## start DOCUMENT EXCERPT

October 08, 1998|BOOTH MOORE

The Los Angeles Conservancy is celebrating its 20th anniversary with a special event Sunday. Why not spend the weekend exploring some historic landmarks the conservancy has helped to save?

Friday Evening

Make a pilgrimage to Downey to dine at the 1953 Speedee McDonald's Drive-In, the earliest remaining example of the McDonald's brothers' red-and-white tile hamburger stands. When the restaurant was closed in 1994 (due to Northridge quake damage, McDonalds Corp. said), the conservancy held rallies at the site, prompting a response from Gov. Pete Wilson, who urged the corporation to "preserve for posterity the home of the Golden Arches." The restaurant was reopened in December 1996, and it's been serving up Big Macs, along with 1950s souvenirs in the adjoining gift shop, ever since. Lakewood Boulevard and Florence Avenue. (562) 622-9248.


Perhaps the part of L.A.'s urban landscape most visibly touched by the conservancy's work is downtown. Begin the day by taking one of the conservancy's downtown walking tours. This Saturday, choose from the Art Deco Tour, the Biltmore Hotel Tour, Broadway Theaters Tour, Marble Masterpieces Tour or the Pershing Square Tour. All begin at 10 a.m. and last 2 to 2 1/2 hours (except the Biltmore Hotel tour, which begins at 11 a.m. and is one hour). $5; free for conservancy members. (213) 623-CITY for reservations.

Then, you may want to walk to 4th and Hill streets, where you will find another preservation success story. Beginning in 1901, Angels Flight cable cars carried riders to the top of Bunker Hill on what was touted as the world's shortest railway. The rails were dismantled in 1969 as part of an urban redevelopment project, but thanks to the conservancy, the Cultural Affairs Department and the Community Redevelopment Agency, the original station house at the top of Bunker Hill and the Hill Street arch at the bottom were restored and reopened in 1996, so you can still ride the rails today--and for only a quarter. Daily, 6:30 a.m.-10 p.m.

## end DOCUMENT EXCERPT

:: GIVEN PROBLEM A ::
According to the Los Angeles Conservancy article, in what year were the rails of Angels Flight dismantled?
:: GIVEN PROBLEM B ::
Reproduce the passage of the Los Angeles Conservancy article between "The Los Angeles" and "Avenue. (562) 622-9248.", inclusive.

## start INFORMATION PROVIDED

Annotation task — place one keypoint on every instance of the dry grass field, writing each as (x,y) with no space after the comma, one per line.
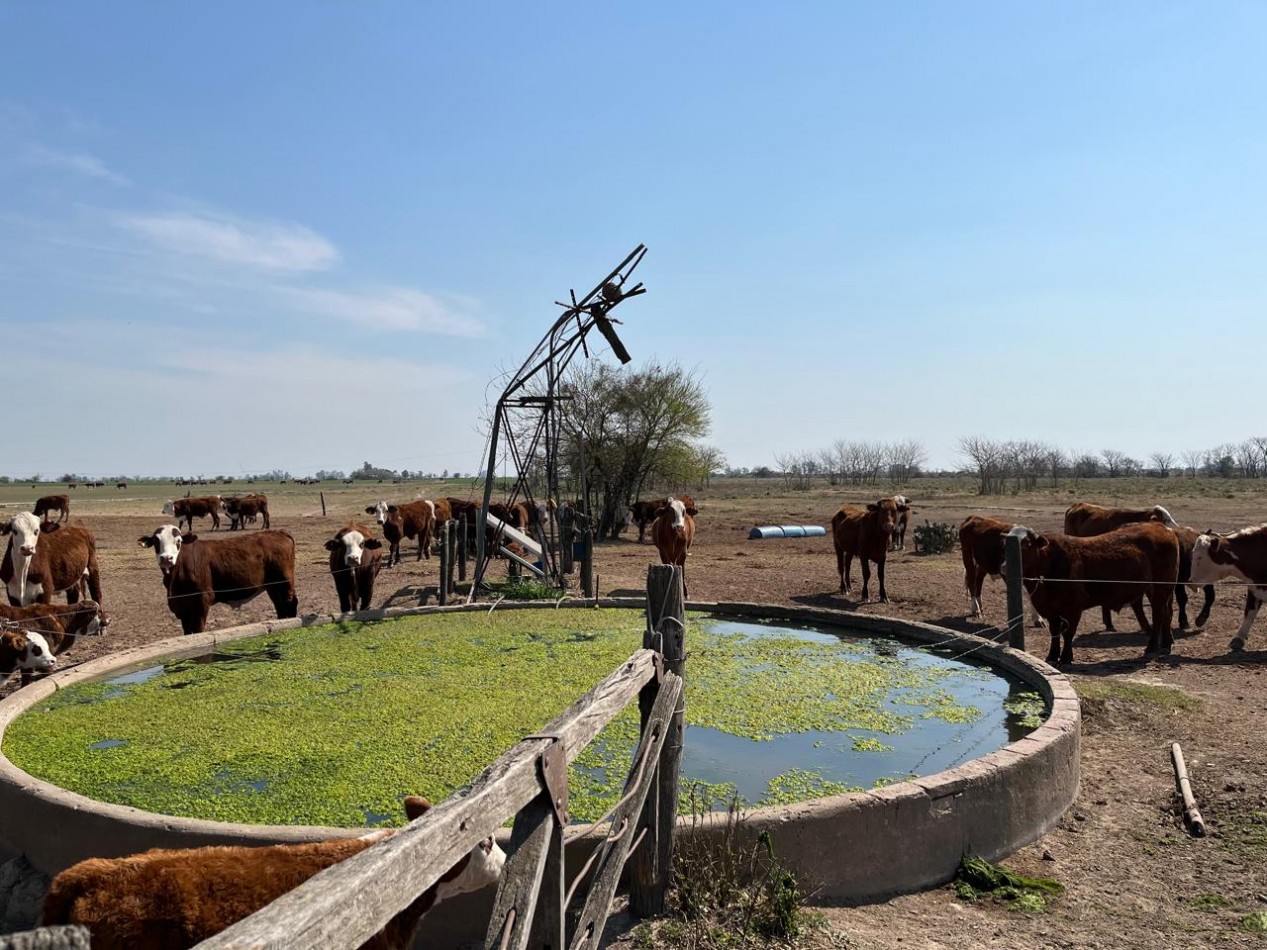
(1134,878)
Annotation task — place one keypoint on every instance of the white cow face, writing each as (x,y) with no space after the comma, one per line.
(24,528)
(166,542)
(37,658)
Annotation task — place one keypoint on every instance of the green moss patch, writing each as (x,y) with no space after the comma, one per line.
(335,725)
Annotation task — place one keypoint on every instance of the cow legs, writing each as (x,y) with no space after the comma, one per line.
(1252,603)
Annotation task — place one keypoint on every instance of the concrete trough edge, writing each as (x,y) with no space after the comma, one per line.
(849,849)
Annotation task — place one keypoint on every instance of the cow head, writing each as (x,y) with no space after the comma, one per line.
(166,542)
(24,528)
(478,869)
(1213,559)
(886,512)
(675,511)
(354,544)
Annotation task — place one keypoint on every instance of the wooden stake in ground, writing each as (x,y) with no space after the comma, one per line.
(1194,817)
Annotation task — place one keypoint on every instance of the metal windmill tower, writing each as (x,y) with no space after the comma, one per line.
(526,419)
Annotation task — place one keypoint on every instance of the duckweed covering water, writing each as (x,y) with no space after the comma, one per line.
(335,725)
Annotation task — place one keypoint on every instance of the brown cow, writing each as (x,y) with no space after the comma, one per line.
(58,626)
(185,509)
(1085,519)
(864,533)
(53,503)
(171,899)
(673,531)
(44,559)
(354,563)
(241,509)
(198,574)
(1066,575)
(412,519)
(981,544)
(1241,555)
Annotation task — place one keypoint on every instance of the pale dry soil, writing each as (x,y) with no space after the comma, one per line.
(1134,877)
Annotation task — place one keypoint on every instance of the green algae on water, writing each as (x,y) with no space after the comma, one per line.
(335,725)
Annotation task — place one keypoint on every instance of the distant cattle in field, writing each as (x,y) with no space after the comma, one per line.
(46,559)
(643,513)
(981,544)
(178,898)
(864,533)
(673,531)
(57,626)
(1086,519)
(52,503)
(412,519)
(354,564)
(246,508)
(1241,555)
(1066,575)
(198,574)
(185,509)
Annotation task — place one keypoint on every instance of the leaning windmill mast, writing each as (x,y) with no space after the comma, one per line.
(526,417)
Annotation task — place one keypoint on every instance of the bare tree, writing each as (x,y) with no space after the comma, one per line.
(1162,464)
(1113,461)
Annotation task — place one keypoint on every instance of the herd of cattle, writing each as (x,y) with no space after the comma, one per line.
(44,557)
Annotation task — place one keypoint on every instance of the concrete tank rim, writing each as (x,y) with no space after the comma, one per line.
(1061,726)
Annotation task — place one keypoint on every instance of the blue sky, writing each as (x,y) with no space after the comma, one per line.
(237,237)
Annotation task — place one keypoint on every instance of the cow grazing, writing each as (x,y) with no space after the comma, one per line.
(43,560)
(1067,575)
(981,544)
(864,533)
(1241,555)
(53,503)
(643,513)
(413,519)
(171,899)
(58,627)
(246,508)
(904,506)
(354,563)
(185,509)
(1085,519)
(673,531)
(198,574)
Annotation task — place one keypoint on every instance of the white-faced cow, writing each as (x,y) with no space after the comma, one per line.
(1242,556)
(673,531)
(355,560)
(185,509)
(178,898)
(46,559)
(198,574)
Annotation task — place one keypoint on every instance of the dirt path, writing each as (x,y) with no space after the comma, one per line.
(1134,878)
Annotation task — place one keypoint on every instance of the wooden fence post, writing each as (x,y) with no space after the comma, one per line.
(442,580)
(651,864)
(461,547)
(451,551)
(1015,592)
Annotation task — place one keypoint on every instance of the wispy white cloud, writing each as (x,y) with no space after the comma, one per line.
(270,246)
(392,308)
(76,162)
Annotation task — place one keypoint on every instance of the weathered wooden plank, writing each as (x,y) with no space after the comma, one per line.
(651,864)
(521,878)
(346,905)
(615,850)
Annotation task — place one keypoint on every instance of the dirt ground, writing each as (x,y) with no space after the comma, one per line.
(1134,877)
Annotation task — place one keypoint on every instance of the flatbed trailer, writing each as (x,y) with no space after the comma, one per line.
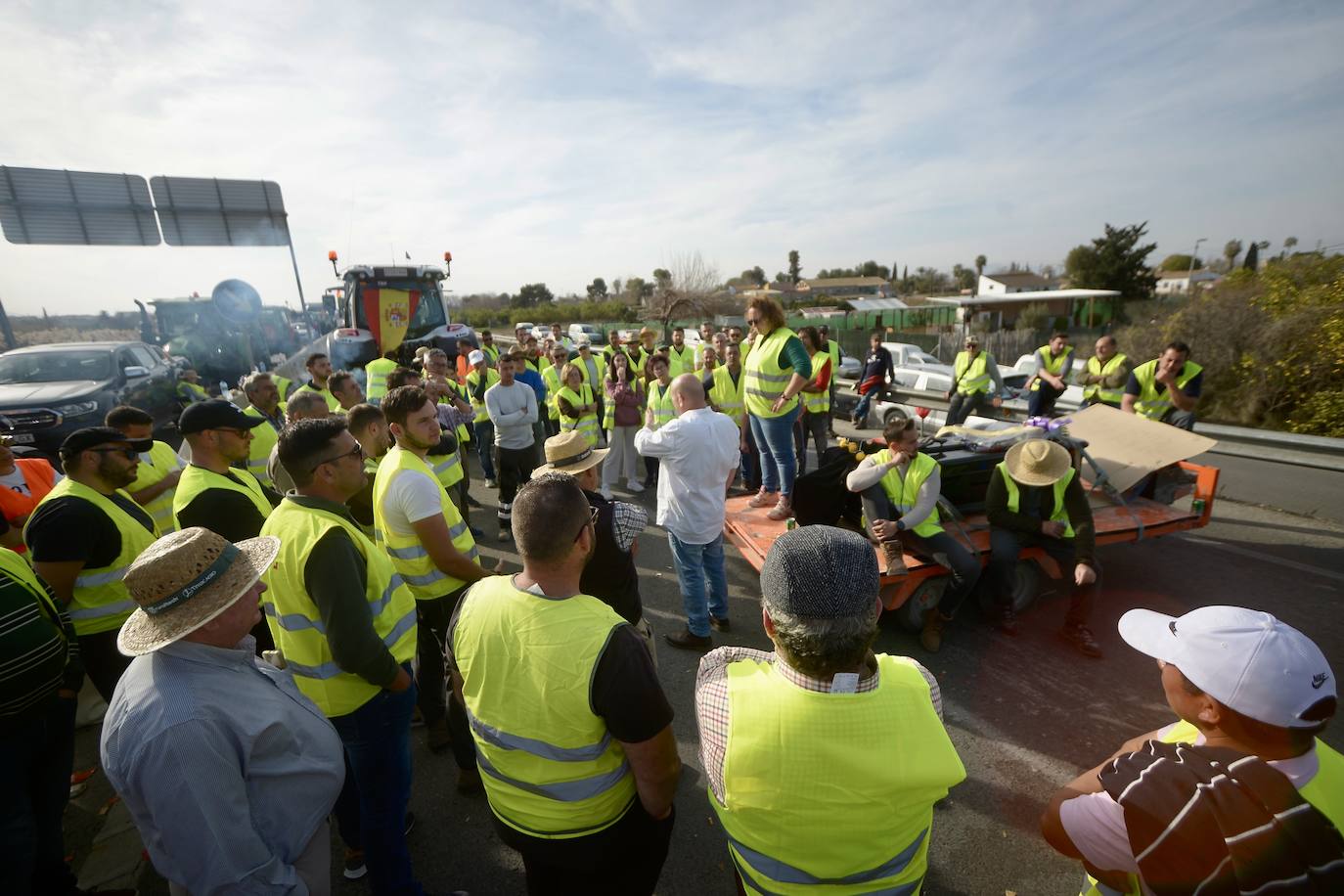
(920,586)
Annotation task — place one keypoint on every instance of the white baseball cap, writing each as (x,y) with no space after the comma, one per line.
(1246,659)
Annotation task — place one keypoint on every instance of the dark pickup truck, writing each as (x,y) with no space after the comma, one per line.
(49,391)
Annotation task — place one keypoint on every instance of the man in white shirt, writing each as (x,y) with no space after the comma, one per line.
(1240,681)
(697,454)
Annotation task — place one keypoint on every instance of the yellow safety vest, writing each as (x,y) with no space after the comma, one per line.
(969,375)
(101,601)
(1053,366)
(162,461)
(552,377)
(586,424)
(1095,389)
(295,623)
(829,792)
(905,493)
(550,766)
(473,379)
(198,478)
(660,399)
(376,377)
(409,557)
(766,381)
(818,402)
(1060,512)
(258,453)
(728,396)
(1325,791)
(1152,403)
(680,362)
(333,402)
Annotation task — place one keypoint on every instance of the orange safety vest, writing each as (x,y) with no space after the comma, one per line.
(39,477)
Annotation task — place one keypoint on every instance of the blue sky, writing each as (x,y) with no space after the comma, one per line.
(562,141)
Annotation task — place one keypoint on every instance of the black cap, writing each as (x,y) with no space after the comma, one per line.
(94,435)
(215,414)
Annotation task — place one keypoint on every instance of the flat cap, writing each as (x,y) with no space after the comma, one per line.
(820,571)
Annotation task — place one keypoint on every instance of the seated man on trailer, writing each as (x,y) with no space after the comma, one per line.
(899,490)
(1037,499)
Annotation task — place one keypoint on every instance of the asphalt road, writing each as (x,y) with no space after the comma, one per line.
(1026,713)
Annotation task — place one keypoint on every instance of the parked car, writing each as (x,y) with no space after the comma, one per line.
(49,391)
(594,334)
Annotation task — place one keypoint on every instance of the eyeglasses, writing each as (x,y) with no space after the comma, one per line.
(128,452)
(355,452)
(592,521)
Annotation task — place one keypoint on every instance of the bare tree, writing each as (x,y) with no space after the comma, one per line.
(686,287)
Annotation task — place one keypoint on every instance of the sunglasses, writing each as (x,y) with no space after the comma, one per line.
(355,452)
(128,452)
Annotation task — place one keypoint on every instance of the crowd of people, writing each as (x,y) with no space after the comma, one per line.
(272,607)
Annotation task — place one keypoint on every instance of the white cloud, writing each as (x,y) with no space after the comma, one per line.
(563,141)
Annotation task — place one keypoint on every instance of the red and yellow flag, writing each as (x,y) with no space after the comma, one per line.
(388,315)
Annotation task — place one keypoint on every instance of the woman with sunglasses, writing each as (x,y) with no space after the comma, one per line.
(777,368)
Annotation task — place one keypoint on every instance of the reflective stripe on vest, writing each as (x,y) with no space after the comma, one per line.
(1096,368)
(408,555)
(552,767)
(297,625)
(728,396)
(258,452)
(473,379)
(905,493)
(585,424)
(660,399)
(1152,403)
(376,378)
(197,479)
(1053,366)
(765,379)
(823,755)
(101,601)
(970,375)
(1060,512)
(818,402)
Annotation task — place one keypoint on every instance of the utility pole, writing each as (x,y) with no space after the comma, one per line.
(1189,274)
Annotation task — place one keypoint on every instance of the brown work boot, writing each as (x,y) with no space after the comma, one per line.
(781,511)
(762,499)
(895,557)
(931,634)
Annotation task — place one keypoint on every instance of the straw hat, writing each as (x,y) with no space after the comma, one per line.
(1038,463)
(186,579)
(568,453)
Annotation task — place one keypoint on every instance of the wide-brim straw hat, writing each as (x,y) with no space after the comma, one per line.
(186,579)
(1038,463)
(568,453)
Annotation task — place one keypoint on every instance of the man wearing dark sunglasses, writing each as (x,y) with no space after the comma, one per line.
(82,538)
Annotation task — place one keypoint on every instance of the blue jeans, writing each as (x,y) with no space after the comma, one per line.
(485,446)
(35,762)
(775,439)
(694,564)
(371,808)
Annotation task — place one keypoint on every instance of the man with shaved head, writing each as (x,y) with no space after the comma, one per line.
(699,458)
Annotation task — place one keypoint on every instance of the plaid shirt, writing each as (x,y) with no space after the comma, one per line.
(711,700)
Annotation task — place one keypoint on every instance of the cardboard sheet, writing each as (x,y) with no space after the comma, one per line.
(1128,446)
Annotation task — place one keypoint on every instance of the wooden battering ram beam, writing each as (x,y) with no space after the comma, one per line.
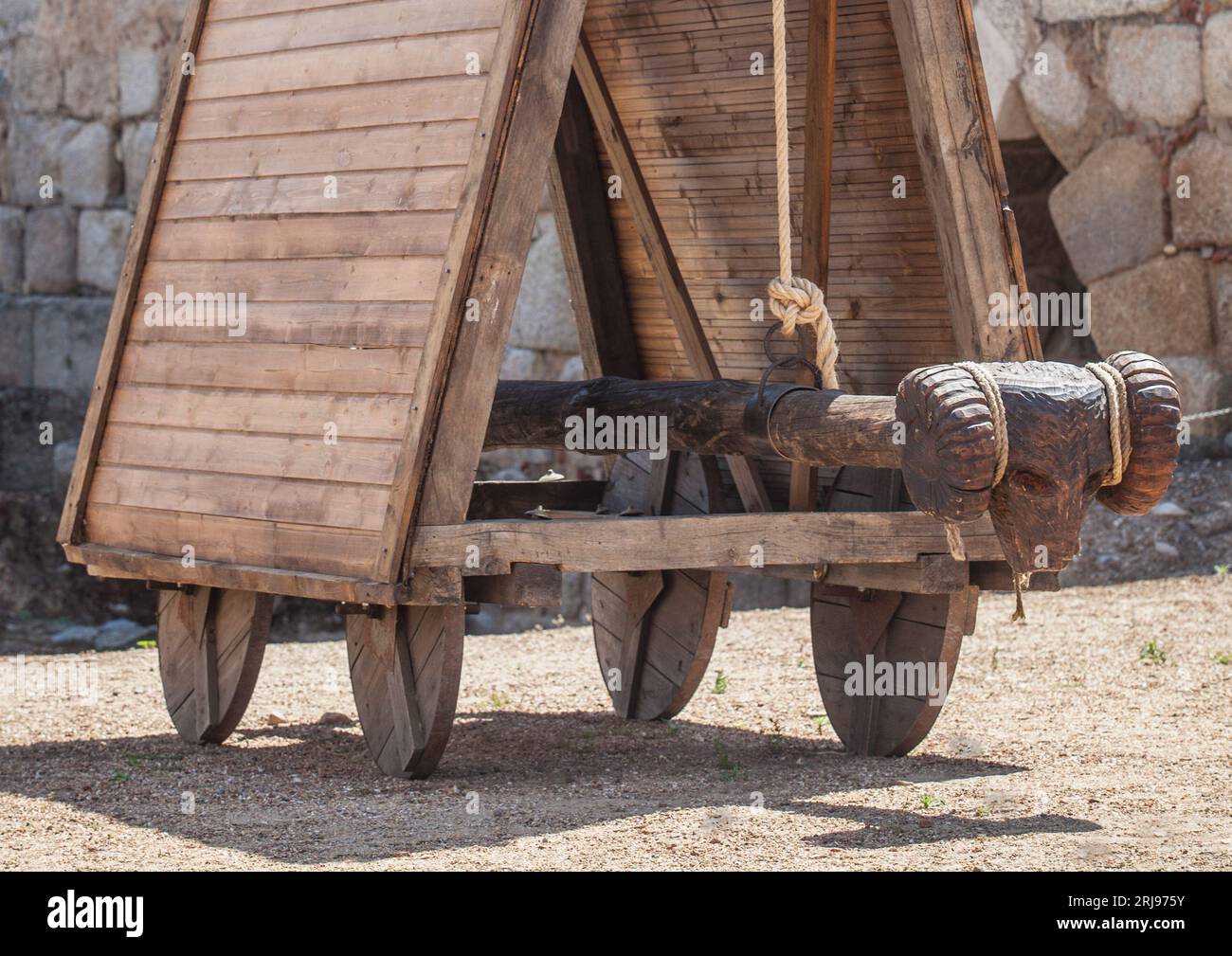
(939,430)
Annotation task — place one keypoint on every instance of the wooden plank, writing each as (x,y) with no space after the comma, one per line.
(302,28)
(355,462)
(232,496)
(346,64)
(462,374)
(374,279)
(233,541)
(658,249)
(588,245)
(710,541)
(128,282)
(235,364)
(270,413)
(956,144)
(389,191)
(408,146)
(135,565)
(336,107)
(303,237)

## end INFORMATION PROVIDED

:: FULL SOLUTION A ::
1969

:: FULL SOLUTION B ::
The Los Angeles Conservancy is celebrating its 20th anniversary with a special event Sunday. Why not spend the weekend exploring some historic landmarks the conservancy has helped to save?

Friday Evening

Make a pilgrimage to Downey to dine at the 1953 Speedee McDonald's Drive-In, the earliest remaining example of the McDonald's brothers' red-and-white tile hamburger stands. When the restaurant was closed in 1994 (due to Northridge quake damage, McDonalds Corp. said), the conservancy held rallies at the site, prompting a response from Gov. Pete Wilson, who urged the corporation to "preserve for posterity the home of the Golden Arches." The restaurant was reopened in December 1996, and it's been serving up Big Macs, along with 1950s souvenirs in the adjoining gift shop, ever since. Lakewood Boulevard and Florence Avenue. (562) 622-9248.